**Task item**
Lines of the listing that contain "blurred" need to be copied.

BEGIN

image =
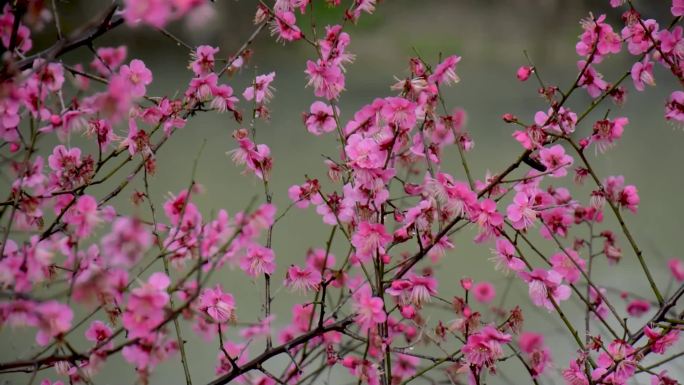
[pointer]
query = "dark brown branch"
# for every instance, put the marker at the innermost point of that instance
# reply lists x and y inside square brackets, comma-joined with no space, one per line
[85,36]
[257,362]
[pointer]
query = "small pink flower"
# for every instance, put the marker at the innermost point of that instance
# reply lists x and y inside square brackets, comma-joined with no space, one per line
[83,216]
[445,72]
[145,310]
[369,239]
[52,319]
[674,109]
[369,310]
[607,132]
[203,60]
[591,79]
[259,260]
[677,7]
[50,75]
[484,292]
[98,332]
[524,73]
[303,279]
[220,306]
[153,12]
[676,268]
[568,264]
[642,73]
[139,76]
[321,119]
[261,90]
[521,212]
[504,256]
[660,342]
[545,286]
[488,219]
[109,59]
[326,78]
[555,160]
[637,307]
[485,347]
[127,243]
[285,26]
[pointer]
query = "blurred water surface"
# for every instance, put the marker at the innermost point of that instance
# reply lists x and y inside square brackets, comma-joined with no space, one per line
[491,37]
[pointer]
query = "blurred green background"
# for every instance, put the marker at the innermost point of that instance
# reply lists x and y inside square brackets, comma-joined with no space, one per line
[491,37]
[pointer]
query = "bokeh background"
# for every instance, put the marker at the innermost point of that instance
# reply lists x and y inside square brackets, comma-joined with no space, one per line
[490,36]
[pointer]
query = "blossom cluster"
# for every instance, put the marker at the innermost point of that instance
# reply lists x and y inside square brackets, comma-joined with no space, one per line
[388,196]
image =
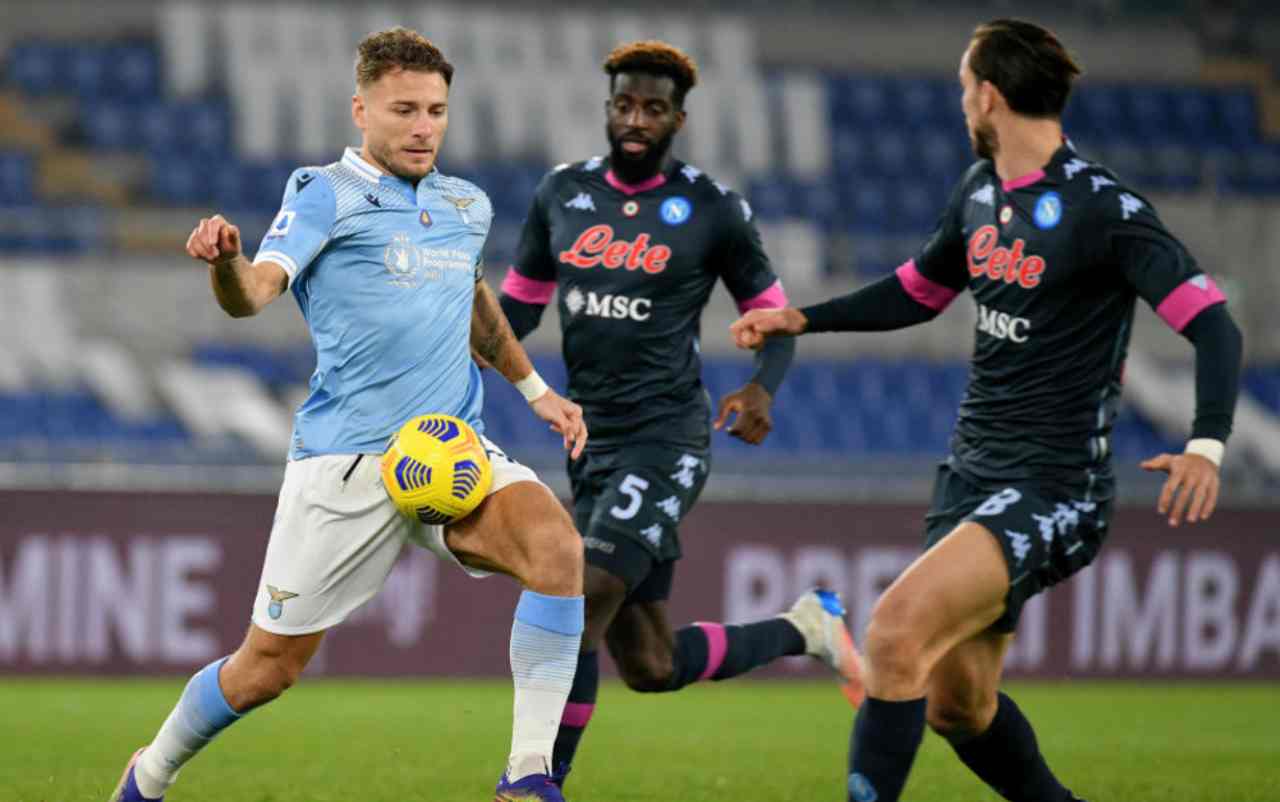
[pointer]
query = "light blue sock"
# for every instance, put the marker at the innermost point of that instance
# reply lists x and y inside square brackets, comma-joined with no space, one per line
[544,642]
[201,713]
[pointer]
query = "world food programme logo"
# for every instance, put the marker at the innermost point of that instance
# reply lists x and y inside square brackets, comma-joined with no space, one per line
[575,301]
[1048,210]
[278,597]
[676,211]
[403,261]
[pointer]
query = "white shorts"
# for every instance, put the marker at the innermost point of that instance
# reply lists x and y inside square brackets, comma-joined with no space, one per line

END

**Exercise result**
query = "blurred water surface"
query = "blurred green background"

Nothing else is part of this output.